§ Exercise set
1. Using the article on the CDC shake-up, explain in one to three sentences why Walensky said the agency review was undertaken.
2. Reproduce the article on the CDC shake-up word for word, from "Some of the" to "early next year.".
3. According to the article on the CDC shake-up, who must approve Walensky's reorganization proposal?

§ Source extract
..........

On Wednesday, Dr. Rochelle Walensky, the head of the CDC, announced a major shake-up of the organization, saying it fell short of responding to COVID-19.
With some CDC leaders calling it a “reset”, the latest move has come after criticism of the agency’s response to COVID-19, monkeypox, and other public health threats.
CDC director Walensky told the agency’s staff about the changes and stressed that this was solely a CDC initiative, and was not directed by the White House or other administration officials. The changes include internal staffing moves and steps to speed up data releases. “I feel like it’s my responsibility to lead this agency to a better place after a really challenging three years,” Walensky told The Associated Press
Walensky, who took over as director in January 2021, has maintained that the agency has to move faster and communicate better. In April, she called for an in-depth review of the agency, which resulted in the announced changes. “It’s not lost on me that we fell short in many ways” responding to the coronavirus, Walensky said. “We had some pretty public mistakes, and so much of this effort was to hold up the mirror … to understand where and how we could do better.”
Some of the changes announced Wednesday include increasing the use of preprint scientific reports to get out actionable data, restructuring the agency’s communications office and further revamping CDC websites, creating a new executive council, appointing Mary Wakefield as senior counselor to implement the changes, and establishing an office of intergovernmental affairs to smooth partnerships with other agencies.
This being said, her reorganization proposal must be approved by the Department of Health and Human Services secretary. CDC officials say they hope to have a full package of changes finalized, approved, and underway by early next year.

..........

§ Data extract
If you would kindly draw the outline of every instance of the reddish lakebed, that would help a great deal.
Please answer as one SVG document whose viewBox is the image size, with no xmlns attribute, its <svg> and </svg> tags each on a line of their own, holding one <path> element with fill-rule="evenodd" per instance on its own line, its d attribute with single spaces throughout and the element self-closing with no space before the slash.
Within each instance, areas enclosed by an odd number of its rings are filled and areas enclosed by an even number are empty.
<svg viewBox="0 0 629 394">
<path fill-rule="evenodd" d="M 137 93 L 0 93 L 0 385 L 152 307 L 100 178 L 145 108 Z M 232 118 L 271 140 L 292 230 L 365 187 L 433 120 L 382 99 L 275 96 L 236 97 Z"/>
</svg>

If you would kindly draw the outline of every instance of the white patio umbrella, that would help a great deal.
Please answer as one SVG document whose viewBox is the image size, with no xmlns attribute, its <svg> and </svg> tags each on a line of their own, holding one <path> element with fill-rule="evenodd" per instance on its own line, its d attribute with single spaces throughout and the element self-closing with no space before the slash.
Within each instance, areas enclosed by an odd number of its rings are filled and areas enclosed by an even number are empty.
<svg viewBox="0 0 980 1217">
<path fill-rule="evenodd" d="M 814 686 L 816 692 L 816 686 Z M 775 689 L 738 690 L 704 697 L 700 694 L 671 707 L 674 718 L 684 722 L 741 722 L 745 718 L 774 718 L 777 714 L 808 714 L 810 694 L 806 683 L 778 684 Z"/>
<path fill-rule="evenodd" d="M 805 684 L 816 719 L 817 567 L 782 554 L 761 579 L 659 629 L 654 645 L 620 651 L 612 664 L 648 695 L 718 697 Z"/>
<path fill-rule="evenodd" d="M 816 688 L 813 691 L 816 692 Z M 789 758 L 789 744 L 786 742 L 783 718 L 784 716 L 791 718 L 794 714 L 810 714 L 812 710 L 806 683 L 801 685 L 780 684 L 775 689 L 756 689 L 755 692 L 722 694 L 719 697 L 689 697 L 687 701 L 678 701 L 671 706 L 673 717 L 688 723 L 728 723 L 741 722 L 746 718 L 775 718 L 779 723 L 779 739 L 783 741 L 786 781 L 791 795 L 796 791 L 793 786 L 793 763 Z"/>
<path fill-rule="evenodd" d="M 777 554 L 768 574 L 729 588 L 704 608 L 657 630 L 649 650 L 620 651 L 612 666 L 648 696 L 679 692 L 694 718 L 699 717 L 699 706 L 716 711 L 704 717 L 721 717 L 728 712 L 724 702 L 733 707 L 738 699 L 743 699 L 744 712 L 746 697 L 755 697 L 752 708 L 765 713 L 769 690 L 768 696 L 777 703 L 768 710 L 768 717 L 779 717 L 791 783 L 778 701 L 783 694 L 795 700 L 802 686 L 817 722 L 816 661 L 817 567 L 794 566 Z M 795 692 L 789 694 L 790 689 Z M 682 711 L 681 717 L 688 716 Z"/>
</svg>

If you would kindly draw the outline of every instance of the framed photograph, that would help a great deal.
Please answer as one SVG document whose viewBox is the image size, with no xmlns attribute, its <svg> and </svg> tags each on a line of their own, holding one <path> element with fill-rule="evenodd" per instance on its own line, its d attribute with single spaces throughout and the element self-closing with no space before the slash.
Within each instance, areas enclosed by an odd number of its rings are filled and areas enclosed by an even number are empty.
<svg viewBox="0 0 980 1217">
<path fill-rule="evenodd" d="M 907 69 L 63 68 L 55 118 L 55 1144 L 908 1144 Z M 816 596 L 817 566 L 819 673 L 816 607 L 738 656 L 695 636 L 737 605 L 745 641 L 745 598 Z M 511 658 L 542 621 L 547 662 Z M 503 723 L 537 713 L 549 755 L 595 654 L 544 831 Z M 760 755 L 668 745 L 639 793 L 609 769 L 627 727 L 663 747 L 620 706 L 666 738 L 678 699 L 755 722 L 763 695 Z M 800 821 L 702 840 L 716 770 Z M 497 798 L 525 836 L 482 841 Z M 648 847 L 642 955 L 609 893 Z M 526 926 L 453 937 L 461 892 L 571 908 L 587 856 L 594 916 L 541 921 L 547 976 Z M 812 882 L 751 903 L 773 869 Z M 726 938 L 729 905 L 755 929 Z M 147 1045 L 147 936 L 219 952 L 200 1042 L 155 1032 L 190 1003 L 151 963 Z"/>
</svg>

..........

§ Answer list
1. Walensky said the agency fell short in many ways in responding to the coronavirus and made some pretty public mistakes. The review was meant to "hold up the mirror" so the agency could understand where and how it could do better.

2.
Some of the changes announced Wednesday include increasing the use of preprint scientific reports to get out actionable data, restructuring the agency’s communications office and further revamping CDC websites, creating a new executive council, appointing Mary Wakefield as senior counselor to implement the changes, and establishing an office of intergovernmental affairs to smooth partnerships with other agencies.
This being said, her reorganization proposal must be approved by the Department of Health and Human Services secretary. CDC officials say they hope to have a full package of changes finalized, approved, and underway by early next year.

3. The Department of Health and Human Services secretary.